FOXBOROUGH, Mass. -- Buffalo Bills coach Rex Ryan has rallied an entire region in Western New York, and in the process has filled up reporters' notebooks. The latest example came during his Wednesday conference with Patriots reporters.
Some of the highlights:
Edelman's haircut draws attention. When asked about the impact that receiver Julian Edelman has on the Patriots, Ryan said he didn't want to fall into the trap of speaking too much about him and then being accused of tampering. This traces back to past remarks Ryan has made about Patriots players, so he left it at this with Edelman: "I like the new haircut he's got."
Better to cover Gronkowski with one than none. In what appeared to be a dig at the Steelers from the NFL opener, Ryan was asked about the challenge of covering tight end Rob Gronkowski with one defender. "Obviously you don’t just put one guy on this guy. That’s been proven. I will say this, it’s better to put one guy on him than nobody on him. We’ll try to have somebody on him, at least.”
Respect for Belichick. Ryan talked about how his brother, Rob, was on Bill Belichick's staff in the early 2000s and won two Super Bowls. With that in mind, Ryan has never discredited the Patriots' success. He also had praise for Belichick. "I recognize the best coach in the game is the one I'm up against," he said. "But I don't concede anything. I'm going to give him my best shot."

▶ **DATASET EXTRACT**:
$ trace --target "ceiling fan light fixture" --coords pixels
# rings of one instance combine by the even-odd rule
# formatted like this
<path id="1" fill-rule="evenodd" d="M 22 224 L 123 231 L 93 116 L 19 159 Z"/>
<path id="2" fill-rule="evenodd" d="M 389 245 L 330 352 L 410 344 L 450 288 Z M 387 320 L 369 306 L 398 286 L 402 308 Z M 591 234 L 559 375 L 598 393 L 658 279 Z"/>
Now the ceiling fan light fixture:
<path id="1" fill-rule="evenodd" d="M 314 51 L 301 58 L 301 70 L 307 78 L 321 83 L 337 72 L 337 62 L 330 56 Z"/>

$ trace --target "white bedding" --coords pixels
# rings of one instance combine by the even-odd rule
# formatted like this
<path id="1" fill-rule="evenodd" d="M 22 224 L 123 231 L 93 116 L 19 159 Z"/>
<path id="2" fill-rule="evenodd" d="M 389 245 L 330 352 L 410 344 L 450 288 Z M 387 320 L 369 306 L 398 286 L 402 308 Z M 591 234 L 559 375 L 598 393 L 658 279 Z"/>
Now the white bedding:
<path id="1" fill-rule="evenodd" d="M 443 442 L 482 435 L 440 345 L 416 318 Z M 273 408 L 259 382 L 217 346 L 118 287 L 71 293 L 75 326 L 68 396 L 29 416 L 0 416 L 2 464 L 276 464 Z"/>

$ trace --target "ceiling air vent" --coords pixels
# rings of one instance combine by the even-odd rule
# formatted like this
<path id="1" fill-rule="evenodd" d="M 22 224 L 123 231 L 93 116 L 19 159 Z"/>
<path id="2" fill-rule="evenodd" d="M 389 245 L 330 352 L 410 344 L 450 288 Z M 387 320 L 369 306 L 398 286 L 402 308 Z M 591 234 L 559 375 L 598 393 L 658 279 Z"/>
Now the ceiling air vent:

▶ **PROBLEMS TO WORK ON**:
a: What short headings introduce each of the highlights in the article about Rex Ryan's conference with Patriots reporters?
b: Carry the article about Rex Ryan's conference with Patriots reporters forward from its final sentence.
The material plays no part in this.

▶ **ANSWERS TO THE EXERCISES**:
a:
- Edelman's haircut draws attention.
- Better to cover Gronkowski with one than none.
- Respect for Belichick.

b:
Not backing down on Lewis remarks. Ryan caught the attention of some in New England when he said he didn't even know the name of Patriots running back Dion Lewis after Lewis' impressive performance in the season opener. He wasn't backing down Wednesday. "He's no Jim Nance," he said, referencing the Patriots' running back from 1965-1971. Ryan then explained what he meant when he said he didn't know Lewis' name, relaying that LeGarrette Blount is the team's top rusher. Of Lewis, he said, "He can try to make me learn his name, I guess. Go ahead, I'm a little nervous about it."
No dipping toes into the water. Ryan explained his let-it-rip approach. "If you want to beat the Patriots, you don't do it by just tiptoeing around," he said. "You better believe it and then go out and try to make it happen. We recognize how this is a tough challenge, but make no mistake, we fear nobody."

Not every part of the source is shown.